Work instructions.
Every line of the listing below is to be duplicated exactly, with the pictures left out.

[Start of Attachment]

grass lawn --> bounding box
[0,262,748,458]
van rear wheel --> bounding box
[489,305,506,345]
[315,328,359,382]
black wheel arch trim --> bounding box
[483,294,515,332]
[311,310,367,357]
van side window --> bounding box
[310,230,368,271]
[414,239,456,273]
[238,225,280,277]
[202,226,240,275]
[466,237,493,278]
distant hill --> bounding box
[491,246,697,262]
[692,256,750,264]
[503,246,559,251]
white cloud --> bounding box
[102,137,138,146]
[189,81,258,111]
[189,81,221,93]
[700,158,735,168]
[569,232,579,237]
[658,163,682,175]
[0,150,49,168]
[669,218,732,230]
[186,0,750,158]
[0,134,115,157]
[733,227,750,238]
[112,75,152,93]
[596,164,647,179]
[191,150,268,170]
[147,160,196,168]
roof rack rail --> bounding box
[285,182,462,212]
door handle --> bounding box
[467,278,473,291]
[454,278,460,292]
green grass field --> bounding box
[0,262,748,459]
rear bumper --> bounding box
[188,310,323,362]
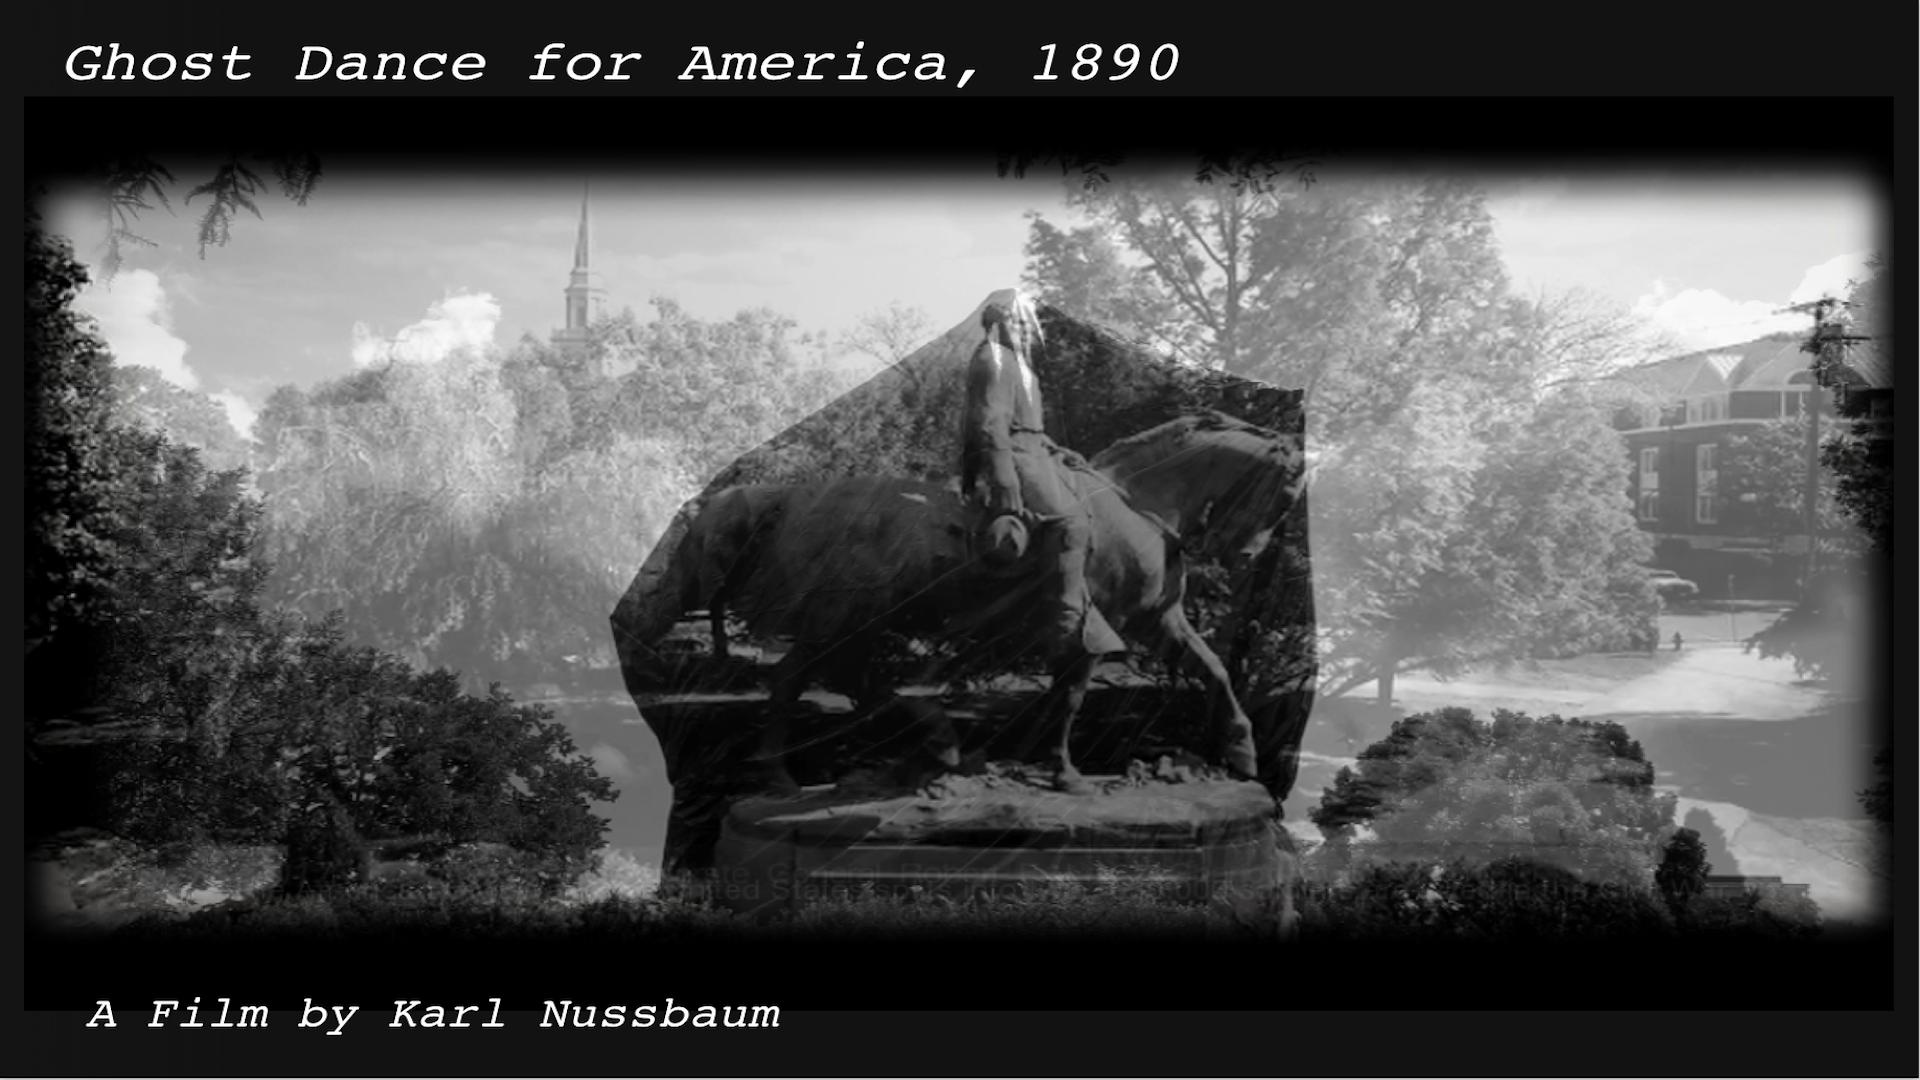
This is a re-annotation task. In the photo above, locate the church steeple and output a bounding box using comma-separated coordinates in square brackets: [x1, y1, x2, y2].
[571, 184, 592, 281]
[552, 183, 604, 358]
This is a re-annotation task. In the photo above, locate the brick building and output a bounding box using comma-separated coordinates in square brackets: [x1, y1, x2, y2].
[1610, 332, 1886, 599]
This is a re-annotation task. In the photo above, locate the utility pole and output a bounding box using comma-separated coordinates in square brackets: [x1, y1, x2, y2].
[1778, 297, 1864, 604]
[1800, 299, 1828, 602]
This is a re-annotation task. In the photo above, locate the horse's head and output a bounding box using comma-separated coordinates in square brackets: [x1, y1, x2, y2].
[1199, 434, 1299, 571]
[1096, 410, 1304, 571]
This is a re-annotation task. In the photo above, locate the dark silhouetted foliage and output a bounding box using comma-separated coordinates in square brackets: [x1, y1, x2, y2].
[281, 798, 370, 897]
[1656, 827, 1710, 915]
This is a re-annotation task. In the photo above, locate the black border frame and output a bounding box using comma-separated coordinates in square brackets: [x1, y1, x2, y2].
[13, 7, 1913, 1076]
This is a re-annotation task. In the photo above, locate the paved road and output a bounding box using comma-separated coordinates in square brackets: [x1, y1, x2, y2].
[1581, 641, 1829, 720]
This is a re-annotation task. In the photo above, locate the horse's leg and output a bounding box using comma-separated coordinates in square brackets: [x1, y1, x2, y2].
[1159, 607, 1259, 781]
[709, 594, 729, 662]
[751, 642, 814, 795]
[848, 638, 891, 718]
[1044, 649, 1100, 795]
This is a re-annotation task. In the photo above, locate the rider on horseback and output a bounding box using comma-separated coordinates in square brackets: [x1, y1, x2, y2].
[959, 291, 1127, 660]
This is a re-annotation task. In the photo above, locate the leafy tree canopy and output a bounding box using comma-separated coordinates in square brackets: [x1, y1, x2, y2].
[1311, 707, 1676, 888]
[109, 364, 253, 473]
[1024, 168, 1658, 699]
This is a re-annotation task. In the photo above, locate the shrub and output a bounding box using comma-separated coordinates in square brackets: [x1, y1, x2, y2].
[1296, 857, 1673, 941]
[427, 841, 578, 903]
[1655, 827, 1710, 915]
[100, 614, 618, 883]
[1311, 708, 1675, 888]
[281, 800, 370, 897]
[562, 849, 662, 905]
[1683, 889, 1822, 939]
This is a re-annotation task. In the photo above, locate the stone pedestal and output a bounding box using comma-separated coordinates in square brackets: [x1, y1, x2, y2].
[711, 773, 1283, 917]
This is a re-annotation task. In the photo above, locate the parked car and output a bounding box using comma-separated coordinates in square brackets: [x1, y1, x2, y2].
[1647, 568, 1699, 603]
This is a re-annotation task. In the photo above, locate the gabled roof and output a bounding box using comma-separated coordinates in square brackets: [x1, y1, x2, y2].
[1618, 333, 1814, 398]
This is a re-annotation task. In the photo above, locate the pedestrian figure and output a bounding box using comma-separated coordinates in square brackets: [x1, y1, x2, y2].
[1672, 631, 1683, 652]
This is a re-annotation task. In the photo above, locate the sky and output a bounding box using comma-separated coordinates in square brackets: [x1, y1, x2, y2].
[47, 163, 1880, 445]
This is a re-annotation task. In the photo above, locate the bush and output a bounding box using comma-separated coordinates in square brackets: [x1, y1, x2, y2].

[End of Attachment]

Response below.
grass lawn --> bounding box
[0,262,748,458]
van rear wheel --> bounding box
[489,305,506,345]
[315,328,359,382]
black wheel arch trim --> bounding box
[483,294,515,332]
[311,310,367,357]
van side window --> bounding box
[310,230,368,271]
[414,239,456,273]
[238,225,280,277]
[202,226,240,275]
[466,237,493,278]
distant hill --> bounding box
[491,246,697,262]
[692,256,750,264]
[503,246,559,251]
white cloud --> bounding box
[102,137,138,146]
[189,81,258,111]
[189,81,221,93]
[700,158,735,168]
[569,232,579,237]
[658,163,682,175]
[0,150,49,168]
[669,218,732,230]
[186,0,750,158]
[0,134,115,157]
[733,227,750,238]
[112,75,152,93]
[596,164,647,179]
[191,150,268,170]
[147,160,196,168]
roof rack rail --> bounding box
[285,182,462,212]
door handle --> bounding box
[467,278,473,291]
[454,278,460,292]
green grass field --> bounding box
[0,262,748,459]
rear bumper --> bounding box
[188,310,323,362]
This is a re-annotation task. In the photo above, locate the church steeple and output a bounding box using comma-separated coordinates in square brackets: [x1, y1, x2, y2].
[571, 184, 592, 281]
[552, 183, 604, 358]
This is a re-annotation task. In the photo above, locate the brick building and output a bounding box using comma-separated coordinates in square brackets: [x1, y1, x2, y2].
[1610, 332, 1886, 599]
This is a re-annotation task. In the photo above, locate the utility pole and output a bounding box using comma-separated coordinates in square brackets: [x1, y1, x2, y2].
[1778, 297, 1864, 604]
[1800, 299, 1828, 602]
This is a re-annotation task. In the photo above, locate the horse's head and output a bounding box using comma-separated coordinates in square brackets: [x1, y1, x2, y2].
[1199, 434, 1299, 571]
[1096, 410, 1304, 571]
This is a re-annotation task. In the photo above, locate the dark silhouetted foliage and output a bounding box using comma-separated coordinates in square brackets: [x1, y1, x2, y2].
[281, 798, 370, 897]
[1656, 827, 1710, 915]
This is a re-annotation task. In the photo above, locate the black border frame and output a bounding box using comma-separated coordinates in square brackets: [x1, y1, x2, y2].
[13, 7, 1913, 1076]
This is a re-annotation task. In the photo above, locate the paved road and output a bounding box using comma-separated coordinates in square brackets: [x1, y1, x2, y2].
[1581, 641, 1829, 720]
This is a re-annotation task. In the photo above, locate the horse's leg and output a bounding box using comma-separated coordinates in square brackets: [x1, y1, x2, y2].
[1159, 607, 1259, 781]
[709, 594, 729, 662]
[751, 642, 814, 795]
[848, 638, 891, 718]
[1044, 649, 1100, 795]
This is a re-annotation task. In the photo above, locate the rider on horseback and output a bounding box using comma-separated coordinates in square brackets: [x1, y1, x2, y2].
[959, 291, 1127, 660]
This is a re-annotation task. In the photo above, locate the leafy tree canopy and output a bounding box using comma-separated coordinates in square brackets: [x1, y1, x2, y2].
[1311, 707, 1676, 888]
[109, 364, 253, 473]
[1024, 168, 1658, 699]
This is a re-annotation task. In the photo above, locate the shrub and output a bounding box using comma-separated coordinates in square brackets: [x1, y1, x2, y2].
[1296, 857, 1673, 941]
[427, 841, 578, 903]
[1655, 827, 1710, 915]
[100, 614, 618, 883]
[1311, 708, 1675, 888]
[281, 800, 370, 897]
[562, 849, 662, 905]
[1683, 889, 1822, 939]
This is a re-annotation task. In the photo above, locate the stone pedestal and output a bounding box using comma-separated coordinates in square brackets: [x1, y1, x2, y2].
[711, 773, 1283, 917]
This is a re-annotation task. In the photo above, locate the parked car and output a bounding box using comma-separated coordinates in square brackets: [x1, y1, x2, y2].
[1647, 568, 1699, 603]
This is a re-annotation task. In the photo above, locate the gabled roof and output a bounding box using comma-separated coordinates in square brackets: [x1, y1, x2, y2].
[1618, 333, 1814, 398]
This is a re-annotation task. In the photo above, locate the pedestrian figure and output a bounding box using comma-separated coordinates in square brackets: [x1, y1, x2, y2].
[1672, 631, 1683, 652]
This is a re-annotation task. In the photo above, locate the sky and output a bounding box using comma-separated coordinates in square brackets: [x1, y1, x2, y2].
[47, 163, 1880, 445]
This is a re-annotation task. In the photo above, locate the bush and output a bounding box using comma-separated coordinates in square brackets: [x1, y1, x2, y2].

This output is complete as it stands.